• Goal of the exercise: Write out the data below in full. Keep it exact.

====================

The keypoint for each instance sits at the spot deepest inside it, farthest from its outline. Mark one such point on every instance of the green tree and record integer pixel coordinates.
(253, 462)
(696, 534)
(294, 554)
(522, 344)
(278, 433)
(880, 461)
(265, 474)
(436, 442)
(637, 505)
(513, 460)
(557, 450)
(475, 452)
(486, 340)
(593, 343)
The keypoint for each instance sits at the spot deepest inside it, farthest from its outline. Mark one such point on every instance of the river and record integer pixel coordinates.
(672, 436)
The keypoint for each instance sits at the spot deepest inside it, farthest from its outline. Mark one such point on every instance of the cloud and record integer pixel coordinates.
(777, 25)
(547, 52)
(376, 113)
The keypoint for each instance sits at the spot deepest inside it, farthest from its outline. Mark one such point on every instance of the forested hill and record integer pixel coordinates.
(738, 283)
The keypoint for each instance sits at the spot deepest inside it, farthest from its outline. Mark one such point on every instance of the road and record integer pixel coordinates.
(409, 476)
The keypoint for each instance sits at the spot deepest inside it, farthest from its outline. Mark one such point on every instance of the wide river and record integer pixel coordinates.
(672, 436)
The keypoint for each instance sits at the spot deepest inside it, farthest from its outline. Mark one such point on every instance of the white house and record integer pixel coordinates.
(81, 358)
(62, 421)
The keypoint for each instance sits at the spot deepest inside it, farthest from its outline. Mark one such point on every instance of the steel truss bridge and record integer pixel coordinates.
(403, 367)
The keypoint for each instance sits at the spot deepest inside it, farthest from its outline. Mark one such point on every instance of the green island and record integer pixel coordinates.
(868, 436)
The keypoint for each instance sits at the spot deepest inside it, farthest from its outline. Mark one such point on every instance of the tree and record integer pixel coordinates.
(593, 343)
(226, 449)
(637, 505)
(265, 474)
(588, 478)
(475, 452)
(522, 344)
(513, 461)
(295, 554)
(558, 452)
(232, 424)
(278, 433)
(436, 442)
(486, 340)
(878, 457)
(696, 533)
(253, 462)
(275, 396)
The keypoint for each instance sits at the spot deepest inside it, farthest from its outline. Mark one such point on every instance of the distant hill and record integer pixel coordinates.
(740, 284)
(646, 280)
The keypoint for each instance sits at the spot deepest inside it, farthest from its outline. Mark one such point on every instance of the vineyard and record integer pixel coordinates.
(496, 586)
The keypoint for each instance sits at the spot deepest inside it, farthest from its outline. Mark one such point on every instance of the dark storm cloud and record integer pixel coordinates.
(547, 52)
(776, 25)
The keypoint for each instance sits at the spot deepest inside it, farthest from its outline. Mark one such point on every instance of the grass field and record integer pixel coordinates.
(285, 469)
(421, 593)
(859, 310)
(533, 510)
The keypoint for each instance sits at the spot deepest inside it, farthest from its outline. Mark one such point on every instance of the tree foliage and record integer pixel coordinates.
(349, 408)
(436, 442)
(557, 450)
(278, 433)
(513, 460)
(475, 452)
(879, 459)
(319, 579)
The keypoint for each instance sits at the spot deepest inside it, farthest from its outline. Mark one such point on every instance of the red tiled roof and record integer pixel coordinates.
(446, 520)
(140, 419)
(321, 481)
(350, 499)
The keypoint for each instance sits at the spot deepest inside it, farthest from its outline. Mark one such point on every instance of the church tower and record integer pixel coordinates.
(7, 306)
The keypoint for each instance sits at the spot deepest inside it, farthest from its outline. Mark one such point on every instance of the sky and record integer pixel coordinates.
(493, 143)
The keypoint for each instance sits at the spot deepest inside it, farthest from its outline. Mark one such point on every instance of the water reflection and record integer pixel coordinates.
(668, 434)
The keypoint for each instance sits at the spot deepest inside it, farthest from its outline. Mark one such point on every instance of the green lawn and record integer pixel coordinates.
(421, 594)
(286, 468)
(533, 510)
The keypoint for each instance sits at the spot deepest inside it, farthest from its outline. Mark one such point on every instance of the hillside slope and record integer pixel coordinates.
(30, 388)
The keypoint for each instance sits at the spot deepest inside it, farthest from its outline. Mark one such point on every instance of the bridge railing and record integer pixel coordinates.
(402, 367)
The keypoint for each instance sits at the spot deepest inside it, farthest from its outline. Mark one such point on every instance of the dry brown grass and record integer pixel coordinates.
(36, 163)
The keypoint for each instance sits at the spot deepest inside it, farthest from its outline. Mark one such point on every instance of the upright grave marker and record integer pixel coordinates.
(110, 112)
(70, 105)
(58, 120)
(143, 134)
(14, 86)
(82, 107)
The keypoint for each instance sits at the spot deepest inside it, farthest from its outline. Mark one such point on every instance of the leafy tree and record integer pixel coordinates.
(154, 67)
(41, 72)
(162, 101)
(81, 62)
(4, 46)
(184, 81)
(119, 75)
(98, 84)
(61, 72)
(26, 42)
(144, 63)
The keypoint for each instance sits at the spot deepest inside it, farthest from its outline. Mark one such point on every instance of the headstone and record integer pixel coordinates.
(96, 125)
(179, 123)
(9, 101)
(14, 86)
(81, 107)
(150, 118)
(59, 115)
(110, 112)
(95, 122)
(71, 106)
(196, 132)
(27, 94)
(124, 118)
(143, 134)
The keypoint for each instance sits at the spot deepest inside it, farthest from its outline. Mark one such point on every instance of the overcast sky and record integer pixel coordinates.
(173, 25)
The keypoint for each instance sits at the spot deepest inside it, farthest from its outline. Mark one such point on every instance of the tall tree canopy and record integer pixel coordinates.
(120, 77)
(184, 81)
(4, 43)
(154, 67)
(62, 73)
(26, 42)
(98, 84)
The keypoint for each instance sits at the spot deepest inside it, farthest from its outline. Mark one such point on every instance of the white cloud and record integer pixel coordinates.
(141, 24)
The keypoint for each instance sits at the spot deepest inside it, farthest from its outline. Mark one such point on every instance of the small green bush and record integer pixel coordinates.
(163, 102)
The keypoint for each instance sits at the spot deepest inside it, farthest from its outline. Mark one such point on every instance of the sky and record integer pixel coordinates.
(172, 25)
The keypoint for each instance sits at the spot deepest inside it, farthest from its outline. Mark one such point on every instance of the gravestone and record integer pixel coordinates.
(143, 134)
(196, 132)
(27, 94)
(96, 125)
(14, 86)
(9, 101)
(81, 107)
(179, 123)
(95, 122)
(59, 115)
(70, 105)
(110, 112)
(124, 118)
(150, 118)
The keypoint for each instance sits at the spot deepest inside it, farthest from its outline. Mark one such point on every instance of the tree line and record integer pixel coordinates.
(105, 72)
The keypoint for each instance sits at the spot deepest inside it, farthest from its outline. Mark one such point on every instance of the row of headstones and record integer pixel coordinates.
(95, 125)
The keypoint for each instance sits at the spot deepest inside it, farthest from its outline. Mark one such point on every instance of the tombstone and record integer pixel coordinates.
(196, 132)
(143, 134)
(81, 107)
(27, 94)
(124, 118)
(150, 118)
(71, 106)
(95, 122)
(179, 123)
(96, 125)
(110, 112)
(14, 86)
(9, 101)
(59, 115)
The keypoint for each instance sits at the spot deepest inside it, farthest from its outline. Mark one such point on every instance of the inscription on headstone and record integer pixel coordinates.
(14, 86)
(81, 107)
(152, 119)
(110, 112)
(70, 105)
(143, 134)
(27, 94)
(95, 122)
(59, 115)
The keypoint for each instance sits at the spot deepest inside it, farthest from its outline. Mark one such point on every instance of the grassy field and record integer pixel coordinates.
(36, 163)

====================

• Reply to the task:
The keypoint for each instance sits at the spot deepest inside it, farthest from its outline. Mark one such point on every instance of the green tree and record integer pixel coordinates.
(253, 462)
(696, 534)
(294, 554)
(522, 344)
(278, 433)
(880, 461)
(265, 474)
(436, 442)
(637, 505)
(513, 460)
(557, 450)
(475, 452)
(486, 340)
(593, 343)
The keypoint for each instance sits at the spot deepest inside it, farthest from its outline. Mark one such point on every instance of the river and record integer pixel coordinates.
(672, 436)
The keypoint for each instance sits at the spot deepest inside it, farthest from its outline. Mark one such point on every instance of the cloud and record integer pixel coordinates.
(777, 25)
(547, 52)
(376, 113)
The keypoint for each instance sits at the spot deepest inside it, farthest from its outline. Mark one such point on every instance of the forested hill and record integer pixel coordinates.
(738, 283)
The keypoint for each instance sits at the spot deepest inside it, farthest from its outline. Mark one such point on every instance of the road and record integer pixel coordinates.
(409, 476)
The keypoint for each instance sits at the spot deepest inside it, farthest from its outline. Mark one such point on every instance of the wide river and record integer pixel coordinates.
(672, 436)
The keypoint for each instance sits at the spot deepest inside it, farthest from its outline. Mark one such point on every instance of the white house and record integer pixel coordinates.
(81, 358)
(62, 421)
The keypoint for each instance sits at the spot deepest inside it, farthest from its outline. Mark one such point on every instance of the steel truss bridge and record integer pixel coordinates.
(403, 367)
The keypoint for each instance sits at the spot deepest inside it, farthest from its outline. Mark one such point on every instance of the green island and record integer pixel coordinates.
(868, 436)
The keypoint for each instance sits at the spot deepest inside it, farthest from its outline. Mark one such point on every instance of the tree and record integer pixel coordinates.
(593, 343)
(226, 449)
(637, 505)
(265, 474)
(588, 478)
(475, 452)
(522, 344)
(513, 461)
(295, 554)
(558, 452)
(232, 424)
(278, 433)
(436, 442)
(486, 340)
(878, 457)
(696, 533)
(253, 462)
(275, 396)
The keypoint for each instance sits at the spot deepest inside it, farthest from its outline. Mark one such point on every instance of the distant hill and record integer pixel coordinates.
(740, 284)
(646, 280)
The keypoint for each instance sits at the spot deepest inside it, farthest from its outline. Mark one such point on every instance of the vineyard and record integer pixel coordinates.
(496, 586)
The keypoint for each instance sits at the spot deepest inside it, farthest from its outline. Mark one such point on every instance of the dark storm cloud and record integer pixel coordinates.
(547, 52)
(776, 25)
The keypoint for each instance sits at the spot deepest inside it, farthest from its outline. Mark one such point on every instance of the grass field and record integer pixel coordinates.
(285, 469)
(421, 593)
(859, 310)
(533, 510)
The keypoint for each instance sits at the spot deepest inside it, farthest from its outline. Mark one such point on every instance of the tree foliage and record integer pixel coordinates.
(349, 408)
(436, 442)
(557, 450)
(278, 433)
(513, 460)
(475, 452)
(879, 459)
(319, 579)
The keypoint for each instance sits at the spot deepest inside it, farthest from its outline. Mark one such point on every instance of the red tiled roof and record integer pixel coordinates.
(446, 520)
(140, 419)
(321, 481)
(350, 499)
The keypoint for each instance sits at the spot deepest inside it, farthest from its outline. Mark one such point on every instance of the church tower and record integer pixel coordinates.
(7, 306)
The keypoint for each instance sits at the spot deepest inside it, farthest from its outline. Mark one such point on every instance of the sky and record integer pixel coordinates.
(493, 143)
The keypoint for each instance sits at the spot deepest inside it, farthest from its outline. Mark one such point on every instance of the water reflection and record integer pixel coordinates.
(668, 434)
The keypoint for each instance sits at the spot deepest inside it, farthest from its outline. Mark one such point on every instance of the green lawn and record integer pixel coordinates.
(421, 594)
(286, 468)
(533, 510)
The keypoint for each instance sits at the spot deepest inside it, farthest from its outline. Mark one such point on every instance of the hillside slope and record integer pixel coordinates.
(30, 388)
The keypoint for each instance sits at the spot deepest inside it, farthest from its outline. Mark one such point on every instance of the bridge railing and record integer pixel coordinates.
(402, 367)
The keypoint for each instance sits at the spot deepest inside it, farthest from its outline. Mark one such point on every instance of the dry brown grass and record integer pixel coordinates.
(36, 163)
The keypoint for each instance sits at the spot deepest inside it, farthest from its outline. Mark one such point on every instance of the upright grave marker and record integer pixel coordinates.
(110, 112)
(70, 105)
(58, 120)
(143, 134)
(14, 86)
(82, 107)
The keypoint for each instance sits at the spot deepest inside it, farthest from its outline. Mark one such point on every instance of the leafy tree and record integer pixel coordinates.
(154, 67)
(41, 72)
(162, 101)
(81, 62)
(4, 46)
(184, 81)
(119, 75)
(98, 84)
(61, 72)
(26, 42)
(144, 63)
The keypoint for each instance sits at the spot deepest inside it, farthest from its outline. Mark one such point on every instance of the headstone and record integer pixel coordinates.
(96, 125)
(179, 123)
(9, 101)
(14, 86)
(81, 107)
(150, 118)
(59, 115)
(110, 112)
(95, 122)
(71, 106)
(196, 132)
(27, 94)
(124, 118)
(143, 134)
The keypoint for each instance sits at the spot deepest inside it, farthest from its outline. Mark one such point on every instance of the overcast sky and record integer pixel coordinates.
(173, 25)
The keypoint for each instance sits at the spot deepest inside it, farthest from its outline. Mark one such point on every instance of the tall tree canopy and record integer pixel coordinates.
(120, 77)
(184, 81)
(4, 43)
(154, 67)
(62, 73)
(26, 42)
(98, 84)
The keypoint for each instance sits at the spot deepest inside it, farthest from its outline. Mark one such point on every instance of the white cloud and record integer pixel coordinates.
(141, 24)
The keypoint for each instance sits at the spot deepest inside it, farthest from its outline. Mark one such point on every instance of the small green bush and record integer pixel coordinates.
(163, 102)
The keypoint for each instance sits at the spot deepest inside it, farthest from its outline. Mark one such point on every instance of the sky and record integer pixel coordinates.
(172, 25)
The keypoint for each instance sits at the spot deepest inside it, farthest from its outline. Mark one such point on every instance of the gravestone and record integer pixel coordinates.
(143, 134)
(196, 132)
(27, 94)
(96, 125)
(14, 86)
(9, 101)
(81, 107)
(179, 123)
(95, 122)
(59, 115)
(70, 105)
(110, 112)
(124, 118)
(150, 118)
The keypoint for each instance sits at the spot deepest inside it, farthest from its outline. Mark one such point on every instance of the tree line and record integer pixel coordinates.
(105, 72)
The keypoint for each instance sits at the spot deepest inside it, farthest from its outline. Mark one such point on every instance of the row of headstones and record integer pixel coordinates.
(95, 125)
The keypoint for each instance sits at the spot deepest inside it, farthest from its outline. Mark one such point on every instance of the tombstone and record integer pixel coordinates.
(196, 132)
(143, 134)
(81, 107)
(27, 94)
(124, 118)
(150, 118)
(71, 106)
(95, 122)
(179, 123)
(96, 125)
(110, 112)
(14, 86)
(9, 101)
(59, 115)
The keypoint for each instance sits at the spot deepest inside it, farthest from its outline. Mark one such point on every instance of the inscription on headstone and record integer pixel coordinates.
(14, 86)
(81, 107)
(152, 119)
(110, 112)
(70, 105)
(143, 134)
(27, 94)
(95, 122)
(59, 115)
The keypoint for each instance sits at the spot deepest inside it, farthest from its outline. Mark one such point on every instance of the grassy field and record integer pixel coordinates.
(36, 163)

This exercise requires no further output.